What the task requires -> Replace every "query" in the listing below with "prompt", change nothing else, and give the whole listing again without the pictures.

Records
────────────────────

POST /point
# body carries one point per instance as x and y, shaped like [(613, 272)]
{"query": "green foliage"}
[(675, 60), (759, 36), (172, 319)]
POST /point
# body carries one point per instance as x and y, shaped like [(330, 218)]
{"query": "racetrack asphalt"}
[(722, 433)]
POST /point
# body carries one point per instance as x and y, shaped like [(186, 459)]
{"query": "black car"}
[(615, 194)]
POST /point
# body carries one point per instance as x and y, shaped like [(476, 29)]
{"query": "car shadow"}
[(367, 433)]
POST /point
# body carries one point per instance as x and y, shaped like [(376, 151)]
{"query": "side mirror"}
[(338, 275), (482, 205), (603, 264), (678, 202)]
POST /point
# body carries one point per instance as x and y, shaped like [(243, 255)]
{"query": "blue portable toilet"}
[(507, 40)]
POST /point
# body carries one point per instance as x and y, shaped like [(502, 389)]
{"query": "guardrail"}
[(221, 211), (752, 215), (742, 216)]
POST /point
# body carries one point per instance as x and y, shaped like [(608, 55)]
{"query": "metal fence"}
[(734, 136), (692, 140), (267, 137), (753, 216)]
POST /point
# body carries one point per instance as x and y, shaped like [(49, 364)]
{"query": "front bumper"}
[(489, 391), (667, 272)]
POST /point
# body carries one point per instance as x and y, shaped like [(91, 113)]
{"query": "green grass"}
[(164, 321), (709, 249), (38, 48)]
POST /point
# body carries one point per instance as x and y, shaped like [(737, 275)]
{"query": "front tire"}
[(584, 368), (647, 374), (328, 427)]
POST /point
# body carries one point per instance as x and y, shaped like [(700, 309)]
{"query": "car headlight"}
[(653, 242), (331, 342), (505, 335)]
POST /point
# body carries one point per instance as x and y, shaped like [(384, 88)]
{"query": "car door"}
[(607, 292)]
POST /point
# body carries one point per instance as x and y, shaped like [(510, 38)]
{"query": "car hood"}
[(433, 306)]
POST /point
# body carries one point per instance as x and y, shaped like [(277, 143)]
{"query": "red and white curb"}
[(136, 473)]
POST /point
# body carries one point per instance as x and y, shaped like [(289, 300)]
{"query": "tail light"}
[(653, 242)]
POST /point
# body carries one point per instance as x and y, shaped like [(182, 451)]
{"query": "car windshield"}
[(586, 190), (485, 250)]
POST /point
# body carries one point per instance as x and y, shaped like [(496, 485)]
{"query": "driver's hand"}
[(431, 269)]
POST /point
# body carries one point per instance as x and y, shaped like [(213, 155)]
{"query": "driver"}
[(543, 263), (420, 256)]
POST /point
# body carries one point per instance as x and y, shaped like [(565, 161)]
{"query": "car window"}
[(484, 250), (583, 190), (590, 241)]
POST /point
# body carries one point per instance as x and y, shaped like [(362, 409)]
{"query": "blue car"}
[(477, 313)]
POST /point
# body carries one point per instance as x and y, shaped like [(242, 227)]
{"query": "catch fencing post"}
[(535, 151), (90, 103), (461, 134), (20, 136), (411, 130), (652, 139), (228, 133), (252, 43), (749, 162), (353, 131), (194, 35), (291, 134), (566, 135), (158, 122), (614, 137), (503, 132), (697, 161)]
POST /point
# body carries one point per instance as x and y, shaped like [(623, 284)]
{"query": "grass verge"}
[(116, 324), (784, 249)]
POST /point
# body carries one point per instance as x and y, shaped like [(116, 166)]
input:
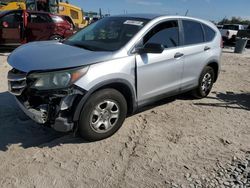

────────────────────

Response to this task ->
POST /point
# body carries one point per instance as x and y, shaped like [(613, 272)]
{"prompt": "green foliage"}
[(675, 60), (759, 36), (172, 319)]
POST /point
# body carries one point per instance as x and y, shaped like [(330, 218)]
{"prompt": "racetrack asphalt"}
[(722, 433)]
POST /point
# body carries one point per instance as x and y, shaped like [(186, 459)]
{"prompt": "black car"}
[(615, 194)]
POST /point
# body carries one point per instance as x and y, shaped like [(476, 29)]
{"prompt": "car shadow"}
[(367, 433)]
POST /point
# body carries one point per instance as x and y, shaped like [(376, 151)]
{"prompt": "side mirror"}
[(338, 275), (482, 205), (603, 264), (678, 202)]
POST /point
# body carries one point per instance as x and y, shaped like [(243, 255)]
{"prompt": "blue portable toilet"}
[(507, 40)]
POST /point
# body carries one point per instance as x and y, shaped like [(502, 389)]
{"prompt": "guardrail"}
[(221, 211), (752, 215), (742, 216)]
POST /point
# body carries one point per instance as x and y, shaped like [(608, 55)]
{"prompt": "metal fence"}
[(734, 136), (692, 140), (267, 137), (753, 216)]
POST /point
# body carries one point per instance as x and y, shaped like [(49, 364)]
{"prompt": "front bumper"}
[(489, 391), (667, 272)]
POST /point
# body carries one point per instance as x and y, shaped like [(91, 113)]
{"prompt": "green grass"}
[(164, 321), (709, 249), (38, 48)]
POST /point
# body carries one point per instance as x and y, shaped like [(737, 275)]
{"prompt": "front tire"}
[(584, 368), (647, 374), (328, 427)]
POST /point
# body carries one point per instance as x and y, shaped like [(700, 309)]
{"prompt": "car headlight"}
[(653, 242), (331, 342), (505, 335)]
POST /point
# body carries one point per instance as x and y, shaped like [(384, 88)]
{"prompt": "car door"}
[(607, 292)]
POST /point
# body carries one point per instance as x and y, shaped like [(510, 38)]
{"prompt": "car hood"}
[(433, 306)]
POST /point
# body carries one point per instance as x and y, shaped like [(277, 143)]
{"prompt": "red and white curb"}
[(136, 473)]
POST /point
# body carries one point per instance as x and y, shaped like [(289, 300)]
{"prompt": "tail light"}
[(653, 242)]
POST /point
# body carries one point per instance as x and y, shaped like [(182, 451)]
{"prompt": "car windshield"}
[(586, 190), (485, 250)]
POST /point
# body carries one point per instance as x and y, shaped like [(496, 485)]
{"prompt": "driver's hand"}
[(431, 269)]
POST /point
# body carries one point per instance as x and y, shaped like [(213, 155)]
{"prompt": "driver"}
[(543, 263), (420, 256)]
POST /point
# body carries one point per instance as x and y, shaped like [(565, 161)]
{"prompt": "car window"}
[(484, 250), (583, 190), (590, 241)]
POST /point
# body carries one point per instance as x and y, shaped like [(362, 409)]
{"prompt": "blue car"}
[(477, 313)]
POST /point
# body carries one point per instance as x and y, shaped like [(242, 227)]
{"prompt": "catch fencing post"}
[(535, 151), (90, 103), (461, 134), (20, 136), (411, 130), (652, 139), (228, 133), (252, 43), (749, 162), (353, 131), (194, 35), (291, 134), (566, 135), (158, 122), (614, 137), (503, 132), (697, 161)]
POST /point
# body carries one point per instance as x and y, shaped like [(623, 284)]
{"prompt": "grass verge"}
[(116, 324), (784, 249)]
POST /point
# body carries one point per instance as x and y, shaped like [(116, 166)]
input:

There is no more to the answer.